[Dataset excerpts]
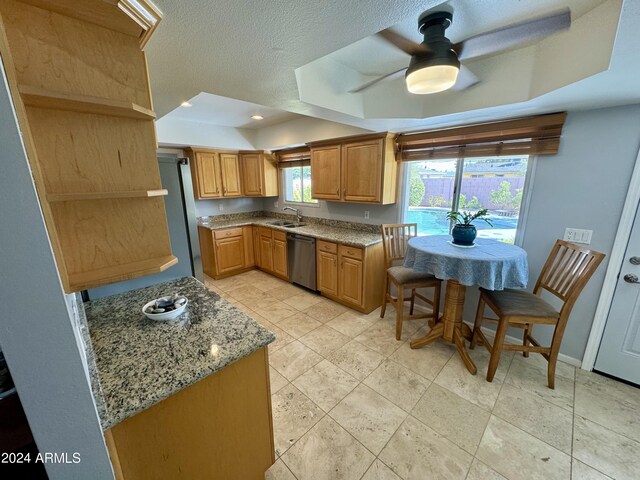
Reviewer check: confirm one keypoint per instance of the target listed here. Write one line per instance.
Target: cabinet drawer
(228, 232)
(351, 252)
(327, 246)
(278, 235)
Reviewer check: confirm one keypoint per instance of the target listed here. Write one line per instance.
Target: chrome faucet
(297, 210)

■ **What this task involves**: Each entry must be set down word for word; no image may be carried over.

■ **Completed task**:
Reviewer check: confirm one keypoint per instance of the target listed here. Write one line per instance.
Target: cabinet drawer
(228, 232)
(351, 252)
(327, 246)
(278, 235)
Reviewer check: confirm one keypoint per instance of the target listed here. Write one line per instance.
Target: chrome faucet
(297, 210)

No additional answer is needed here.